TEXT PASSAGE:
======

It's easy to get support from:

* Local historical society, has a ton of info and is only too happy to share ("Youngin's these days don't care!") etc. etc. Excited that young people will be researching the town's history.

* Local newspaper, willing to let us have the entire newspaper archives in exchange for digitizing it for them. At the end of it we will have an entire searchable DB of hundreds of years worth of plot and character info.

* Local newspaper, willing to give us free press because it's more exciting than printing about Sherrif Farmer's dog or whatever else they fill up space with

* Local college students and student associations (engineering/nerd school), bored to tears with Nerf Wars or whatever else it is they do on weekends and are willing to do insane amounts of work for even a modest reward

* Local college is based around a historical person and is only too happy to learn he is a major character in the plot, instant writeups from student journalists and support/goodwill from college staff, invaluable help from professors

* Lots of bored CS students with nothing better to do. There's plenty of bored website designers and so on, and enough really competent people that we can roll out a small voip network or build a few robots into the landscape (trapdoors in abandoned buildings and whatnot)

======

REQUIRED TASK A:
Name each distinct source of support that opens one of the bulleted points in the text about local support, counting a source only once if it opens more than one point.
The text and the rows have nothing to do with each other.

EXERCISE MATERIALS:
======

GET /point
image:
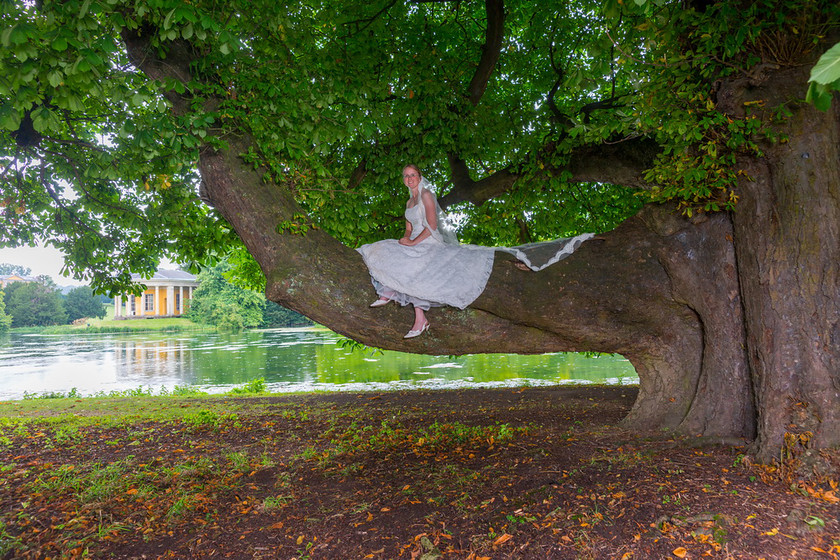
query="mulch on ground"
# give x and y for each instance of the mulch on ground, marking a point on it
(534, 473)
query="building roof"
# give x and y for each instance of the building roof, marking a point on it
(163, 275)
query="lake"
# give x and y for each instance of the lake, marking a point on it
(304, 359)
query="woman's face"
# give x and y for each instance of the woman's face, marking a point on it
(411, 177)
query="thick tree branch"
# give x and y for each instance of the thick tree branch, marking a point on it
(622, 163)
(490, 51)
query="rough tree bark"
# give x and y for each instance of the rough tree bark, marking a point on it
(787, 233)
(730, 321)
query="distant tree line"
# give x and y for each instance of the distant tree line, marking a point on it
(215, 302)
(227, 306)
(41, 303)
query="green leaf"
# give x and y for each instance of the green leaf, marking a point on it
(820, 96)
(45, 120)
(9, 117)
(827, 68)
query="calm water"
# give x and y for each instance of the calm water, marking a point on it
(288, 359)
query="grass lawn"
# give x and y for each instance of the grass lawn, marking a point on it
(533, 473)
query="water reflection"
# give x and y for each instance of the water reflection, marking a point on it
(288, 359)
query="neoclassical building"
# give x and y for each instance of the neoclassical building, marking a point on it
(168, 294)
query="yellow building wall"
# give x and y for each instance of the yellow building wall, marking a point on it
(160, 303)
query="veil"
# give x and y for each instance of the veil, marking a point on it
(535, 256)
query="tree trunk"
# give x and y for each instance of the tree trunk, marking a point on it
(788, 252)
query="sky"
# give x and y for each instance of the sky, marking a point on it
(42, 260)
(47, 260)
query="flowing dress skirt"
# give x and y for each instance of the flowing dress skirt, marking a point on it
(431, 273)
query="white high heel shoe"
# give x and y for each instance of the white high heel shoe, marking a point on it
(418, 332)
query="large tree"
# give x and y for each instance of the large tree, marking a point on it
(678, 128)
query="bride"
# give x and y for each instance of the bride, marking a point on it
(427, 267)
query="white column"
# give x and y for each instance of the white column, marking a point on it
(170, 300)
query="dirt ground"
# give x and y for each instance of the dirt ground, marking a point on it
(535, 473)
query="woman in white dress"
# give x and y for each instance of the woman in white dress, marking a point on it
(426, 267)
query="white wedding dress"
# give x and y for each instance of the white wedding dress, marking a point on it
(440, 271)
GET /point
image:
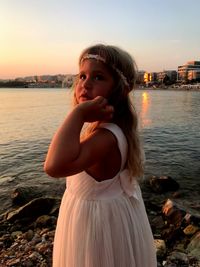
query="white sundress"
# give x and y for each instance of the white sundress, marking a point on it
(103, 224)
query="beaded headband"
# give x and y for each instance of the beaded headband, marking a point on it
(99, 58)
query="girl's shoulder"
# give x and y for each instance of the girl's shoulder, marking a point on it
(120, 137)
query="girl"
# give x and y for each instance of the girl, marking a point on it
(102, 219)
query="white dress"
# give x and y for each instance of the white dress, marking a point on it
(103, 224)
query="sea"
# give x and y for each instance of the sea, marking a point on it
(169, 124)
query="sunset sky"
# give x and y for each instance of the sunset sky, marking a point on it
(46, 36)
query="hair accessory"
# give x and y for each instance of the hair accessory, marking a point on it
(99, 58)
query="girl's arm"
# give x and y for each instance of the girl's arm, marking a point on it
(66, 154)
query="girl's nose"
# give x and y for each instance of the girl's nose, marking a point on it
(87, 83)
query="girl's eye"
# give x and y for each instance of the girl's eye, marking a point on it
(82, 77)
(98, 77)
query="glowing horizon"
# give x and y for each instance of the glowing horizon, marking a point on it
(46, 37)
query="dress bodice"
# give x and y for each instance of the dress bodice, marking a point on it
(84, 186)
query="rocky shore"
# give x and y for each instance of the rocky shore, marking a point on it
(27, 230)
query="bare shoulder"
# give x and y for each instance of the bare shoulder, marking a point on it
(107, 154)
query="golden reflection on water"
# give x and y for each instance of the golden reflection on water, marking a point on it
(145, 108)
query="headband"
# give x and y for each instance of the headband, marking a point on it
(99, 58)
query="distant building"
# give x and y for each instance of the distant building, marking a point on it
(140, 77)
(189, 71)
(167, 76)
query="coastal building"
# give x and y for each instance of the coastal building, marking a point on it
(189, 71)
(140, 77)
(167, 76)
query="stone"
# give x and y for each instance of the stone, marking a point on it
(163, 184)
(193, 247)
(32, 209)
(190, 230)
(160, 247)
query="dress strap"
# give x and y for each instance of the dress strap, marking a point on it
(121, 139)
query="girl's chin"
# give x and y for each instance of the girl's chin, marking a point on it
(83, 99)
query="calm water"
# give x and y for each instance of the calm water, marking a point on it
(169, 123)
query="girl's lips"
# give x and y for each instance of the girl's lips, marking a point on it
(85, 97)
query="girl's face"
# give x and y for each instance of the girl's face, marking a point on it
(94, 79)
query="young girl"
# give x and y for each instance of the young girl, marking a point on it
(102, 220)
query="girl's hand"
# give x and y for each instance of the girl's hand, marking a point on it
(96, 109)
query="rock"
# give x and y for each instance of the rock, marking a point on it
(178, 258)
(178, 215)
(194, 246)
(14, 235)
(163, 184)
(43, 221)
(190, 230)
(160, 248)
(173, 213)
(23, 194)
(32, 209)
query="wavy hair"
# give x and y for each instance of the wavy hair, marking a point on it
(125, 115)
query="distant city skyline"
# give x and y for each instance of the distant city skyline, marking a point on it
(46, 37)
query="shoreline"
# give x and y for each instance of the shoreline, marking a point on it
(27, 230)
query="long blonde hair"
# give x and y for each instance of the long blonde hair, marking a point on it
(125, 115)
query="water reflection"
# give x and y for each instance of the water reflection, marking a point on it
(145, 119)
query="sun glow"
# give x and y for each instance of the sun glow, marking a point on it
(145, 110)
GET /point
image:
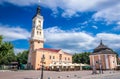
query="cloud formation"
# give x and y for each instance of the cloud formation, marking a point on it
(109, 10)
(72, 41)
(11, 33)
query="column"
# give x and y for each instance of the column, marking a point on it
(106, 61)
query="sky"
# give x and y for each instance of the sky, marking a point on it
(71, 25)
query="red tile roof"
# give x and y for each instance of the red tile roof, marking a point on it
(48, 49)
(53, 50)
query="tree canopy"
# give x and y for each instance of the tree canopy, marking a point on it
(6, 52)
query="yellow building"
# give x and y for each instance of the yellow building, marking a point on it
(37, 49)
(103, 58)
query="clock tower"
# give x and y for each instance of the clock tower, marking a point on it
(37, 36)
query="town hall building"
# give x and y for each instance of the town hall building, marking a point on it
(37, 50)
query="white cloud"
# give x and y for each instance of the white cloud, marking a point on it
(117, 28)
(109, 10)
(18, 50)
(13, 33)
(95, 27)
(72, 41)
(109, 14)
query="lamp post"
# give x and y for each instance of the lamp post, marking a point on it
(42, 61)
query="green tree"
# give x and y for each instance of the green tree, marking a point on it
(22, 57)
(81, 58)
(6, 52)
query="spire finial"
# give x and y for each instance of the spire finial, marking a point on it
(38, 8)
(101, 42)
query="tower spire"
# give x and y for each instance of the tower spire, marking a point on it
(101, 42)
(38, 8)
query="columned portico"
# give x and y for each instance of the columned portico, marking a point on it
(103, 57)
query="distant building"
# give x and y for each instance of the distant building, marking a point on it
(37, 49)
(103, 57)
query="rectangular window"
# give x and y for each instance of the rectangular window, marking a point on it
(50, 57)
(65, 58)
(53, 57)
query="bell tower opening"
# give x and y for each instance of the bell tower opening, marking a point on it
(37, 36)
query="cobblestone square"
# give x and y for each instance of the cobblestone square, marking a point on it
(31, 74)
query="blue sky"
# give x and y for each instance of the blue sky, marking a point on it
(74, 25)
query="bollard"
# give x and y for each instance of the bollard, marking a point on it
(48, 77)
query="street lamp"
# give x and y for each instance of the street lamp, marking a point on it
(100, 66)
(42, 61)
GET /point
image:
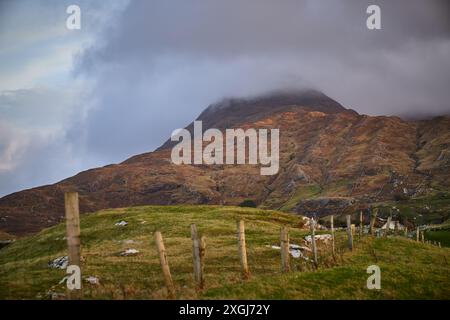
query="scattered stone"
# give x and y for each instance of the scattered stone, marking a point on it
(319, 237)
(129, 252)
(92, 280)
(59, 263)
(56, 295)
(294, 249)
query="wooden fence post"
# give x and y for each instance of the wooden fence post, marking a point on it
(284, 244)
(360, 224)
(197, 258)
(164, 264)
(312, 226)
(73, 236)
(349, 232)
(372, 221)
(388, 226)
(333, 246)
(242, 250)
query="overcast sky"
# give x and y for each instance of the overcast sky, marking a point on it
(75, 99)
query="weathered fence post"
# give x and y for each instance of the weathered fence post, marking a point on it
(349, 232)
(388, 226)
(360, 224)
(333, 246)
(284, 244)
(372, 221)
(73, 236)
(197, 257)
(242, 250)
(164, 264)
(312, 226)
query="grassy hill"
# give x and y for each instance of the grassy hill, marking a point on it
(409, 270)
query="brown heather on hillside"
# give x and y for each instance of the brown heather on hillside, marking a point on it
(330, 159)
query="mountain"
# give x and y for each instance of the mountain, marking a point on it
(332, 159)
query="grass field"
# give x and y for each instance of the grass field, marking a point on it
(409, 270)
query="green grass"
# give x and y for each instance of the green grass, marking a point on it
(442, 236)
(409, 270)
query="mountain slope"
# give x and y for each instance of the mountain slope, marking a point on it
(330, 158)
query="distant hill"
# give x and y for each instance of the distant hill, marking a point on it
(332, 160)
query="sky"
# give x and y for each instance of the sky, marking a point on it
(71, 100)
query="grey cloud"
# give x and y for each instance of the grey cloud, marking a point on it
(162, 62)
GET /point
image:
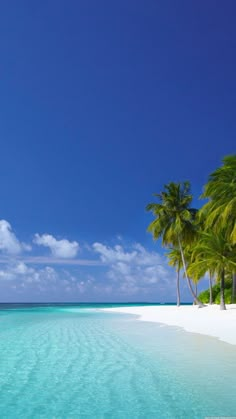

======

REQUIRED TASK B:
Pull out every line of the rows that contains the word "flowing".

OUTPUT A:
Local historical society
Local newspaper
Local college students and student associations
Local college
Bored CS students

OUTPUT B:
query="flowing dress skirt"
# give x and y for each instance of the flowing dress skirt, marking a point on it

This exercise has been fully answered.